* _WORK TO COMPLETE_: Retype the complete listing exactly as it appears.

* _ENTRIES SUPPLIED_:
_ _ _ _ _ _ _

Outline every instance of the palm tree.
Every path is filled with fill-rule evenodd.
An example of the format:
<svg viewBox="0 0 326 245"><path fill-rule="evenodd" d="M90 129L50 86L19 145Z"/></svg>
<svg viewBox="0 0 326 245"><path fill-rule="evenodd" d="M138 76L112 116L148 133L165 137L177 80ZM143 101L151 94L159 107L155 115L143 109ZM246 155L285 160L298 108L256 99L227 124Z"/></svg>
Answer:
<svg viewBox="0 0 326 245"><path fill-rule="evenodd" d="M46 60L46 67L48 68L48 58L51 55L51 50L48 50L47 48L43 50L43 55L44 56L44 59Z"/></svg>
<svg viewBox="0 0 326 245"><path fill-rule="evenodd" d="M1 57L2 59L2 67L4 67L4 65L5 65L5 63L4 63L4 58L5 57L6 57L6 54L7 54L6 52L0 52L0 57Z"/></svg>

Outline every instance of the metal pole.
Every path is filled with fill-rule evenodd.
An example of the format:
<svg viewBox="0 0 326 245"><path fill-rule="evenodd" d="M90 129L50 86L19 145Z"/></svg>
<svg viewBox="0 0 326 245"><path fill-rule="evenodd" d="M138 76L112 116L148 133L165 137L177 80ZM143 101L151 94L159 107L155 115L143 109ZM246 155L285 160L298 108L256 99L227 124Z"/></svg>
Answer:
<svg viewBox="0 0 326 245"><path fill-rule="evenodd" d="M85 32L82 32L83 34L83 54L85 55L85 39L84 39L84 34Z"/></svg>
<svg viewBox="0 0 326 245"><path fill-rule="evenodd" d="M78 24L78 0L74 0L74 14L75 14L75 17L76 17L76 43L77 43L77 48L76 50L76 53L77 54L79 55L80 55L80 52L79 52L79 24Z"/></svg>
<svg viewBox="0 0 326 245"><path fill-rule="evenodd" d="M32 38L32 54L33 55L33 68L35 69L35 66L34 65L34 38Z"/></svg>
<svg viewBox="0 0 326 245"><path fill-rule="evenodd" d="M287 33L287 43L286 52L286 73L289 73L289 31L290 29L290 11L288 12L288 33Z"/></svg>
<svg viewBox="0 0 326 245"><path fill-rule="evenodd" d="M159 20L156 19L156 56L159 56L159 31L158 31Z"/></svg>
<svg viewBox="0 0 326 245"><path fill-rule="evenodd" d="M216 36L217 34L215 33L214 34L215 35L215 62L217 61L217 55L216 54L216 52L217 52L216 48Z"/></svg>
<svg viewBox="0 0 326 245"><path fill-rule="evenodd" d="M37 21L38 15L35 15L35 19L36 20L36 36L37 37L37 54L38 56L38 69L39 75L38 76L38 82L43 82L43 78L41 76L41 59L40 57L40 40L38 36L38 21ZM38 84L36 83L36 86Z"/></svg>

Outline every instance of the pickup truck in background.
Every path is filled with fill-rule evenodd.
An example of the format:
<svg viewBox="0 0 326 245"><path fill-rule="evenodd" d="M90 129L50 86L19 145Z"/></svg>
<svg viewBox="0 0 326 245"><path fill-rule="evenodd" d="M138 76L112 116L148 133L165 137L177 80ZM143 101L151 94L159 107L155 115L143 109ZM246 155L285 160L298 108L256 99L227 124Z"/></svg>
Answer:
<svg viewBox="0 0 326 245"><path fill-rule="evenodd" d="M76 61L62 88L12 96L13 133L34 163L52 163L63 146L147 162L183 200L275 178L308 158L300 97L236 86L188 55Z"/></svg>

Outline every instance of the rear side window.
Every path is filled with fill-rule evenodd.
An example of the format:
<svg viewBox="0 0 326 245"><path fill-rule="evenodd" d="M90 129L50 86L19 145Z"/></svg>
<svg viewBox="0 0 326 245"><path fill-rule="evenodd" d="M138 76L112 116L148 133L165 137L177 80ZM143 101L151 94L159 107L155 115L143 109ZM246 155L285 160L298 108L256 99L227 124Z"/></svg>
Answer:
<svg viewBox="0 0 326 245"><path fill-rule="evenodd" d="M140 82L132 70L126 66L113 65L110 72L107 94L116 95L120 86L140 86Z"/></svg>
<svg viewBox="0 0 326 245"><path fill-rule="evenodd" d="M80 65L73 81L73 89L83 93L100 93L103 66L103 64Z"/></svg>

_ _ _ _ _ _ _

* _RESPONSE TO THE EXERCISE_:
Outline every instance of the palm tree.
Every path is filled with fill-rule evenodd.
An example of the format:
<svg viewBox="0 0 326 245"><path fill-rule="evenodd" d="M90 129L50 86L19 145Z"/></svg>
<svg viewBox="0 0 326 245"><path fill-rule="evenodd" d="M138 76L112 116L148 133L165 137L177 80ZM143 101L151 94L159 107L155 115L143 109ZM246 155L285 160L298 108L256 99L227 124Z"/></svg>
Answer:
<svg viewBox="0 0 326 245"><path fill-rule="evenodd" d="M46 60L46 67L48 68L48 58L51 55L51 50L48 50L47 48L43 50L43 55L44 56L44 59Z"/></svg>
<svg viewBox="0 0 326 245"><path fill-rule="evenodd" d="M1 57L2 59L2 67L4 67L4 65L5 65L5 63L4 63L4 58L5 57L6 57L6 54L7 54L6 52L0 52L0 57Z"/></svg>

Outline every instance of the metal pole.
Every path is filled with fill-rule evenodd.
An example of the format:
<svg viewBox="0 0 326 245"><path fill-rule="evenodd" d="M90 129L50 86L19 145Z"/></svg>
<svg viewBox="0 0 326 245"><path fill-rule="evenodd" d="M138 76L112 116L148 133L165 137L177 80ZM143 101L151 94L159 107L155 115L143 109ZM246 155L285 160L298 108L256 99L227 124Z"/></svg>
Answer:
<svg viewBox="0 0 326 245"><path fill-rule="evenodd" d="M85 32L82 32L83 34L83 54L85 55L85 39L84 39L84 34Z"/></svg>
<svg viewBox="0 0 326 245"><path fill-rule="evenodd" d="M78 24L78 0L74 0L74 14L75 14L75 17L76 17L76 43L77 43L77 48L76 50L76 53L77 54L79 55L80 55L80 52L79 52L79 24Z"/></svg>
<svg viewBox="0 0 326 245"><path fill-rule="evenodd" d="M32 38L32 54L33 55L33 68L35 69L35 66L34 65L34 38Z"/></svg>
<svg viewBox="0 0 326 245"><path fill-rule="evenodd" d="M287 33L287 43L286 52L286 73L289 73L289 31L290 29L290 11L288 12L288 33Z"/></svg>
<svg viewBox="0 0 326 245"><path fill-rule="evenodd" d="M159 20L156 19L156 56L159 56L159 31L158 31Z"/></svg>
<svg viewBox="0 0 326 245"><path fill-rule="evenodd" d="M216 36L217 34L215 33L214 34L215 35L215 62L217 61L217 55L216 54L216 52L217 52L216 48Z"/></svg>
<svg viewBox="0 0 326 245"><path fill-rule="evenodd" d="M37 21L38 15L35 15L35 19L36 20L36 36L37 37L37 54L38 56L38 69L39 75L38 76L38 82L43 82L43 78L41 76L41 59L40 57L40 40L38 36L38 21ZM38 84L36 83L36 86Z"/></svg>

Outline every instance of the pickup truck in background.
Every path is filled with fill-rule evenodd.
An example of the format:
<svg viewBox="0 0 326 245"><path fill-rule="evenodd" d="M90 129L50 86L19 145Z"/></svg>
<svg viewBox="0 0 326 245"><path fill-rule="evenodd" d="M138 76L112 116L148 133L165 137L177 80ZM143 101L151 94L159 107L155 115L143 109ZM246 155L285 160L298 108L256 99L227 124Z"/></svg>
Answer:
<svg viewBox="0 0 326 245"><path fill-rule="evenodd" d="M76 61L62 88L12 96L13 133L34 163L52 163L63 146L147 162L183 200L275 178L308 158L300 97L236 86L188 55Z"/></svg>

Outline every instance of the rear side window.
Every path is filled with fill-rule evenodd.
An example of the format:
<svg viewBox="0 0 326 245"><path fill-rule="evenodd" d="M90 129L50 86L19 145Z"/></svg>
<svg viewBox="0 0 326 245"><path fill-rule="evenodd" d="M138 76L112 116L148 133L165 137L177 80ZM143 101L151 94L159 107L155 115L143 109ZM246 155L285 160L298 108L256 99L227 124Z"/></svg>
Answer:
<svg viewBox="0 0 326 245"><path fill-rule="evenodd" d="M140 82L132 70L126 66L113 65L110 72L107 94L116 95L120 86L140 86Z"/></svg>
<svg viewBox="0 0 326 245"><path fill-rule="evenodd" d="M80 65L73 81L73 89L83 93L100 93L103 66L103 64Z"/></svg>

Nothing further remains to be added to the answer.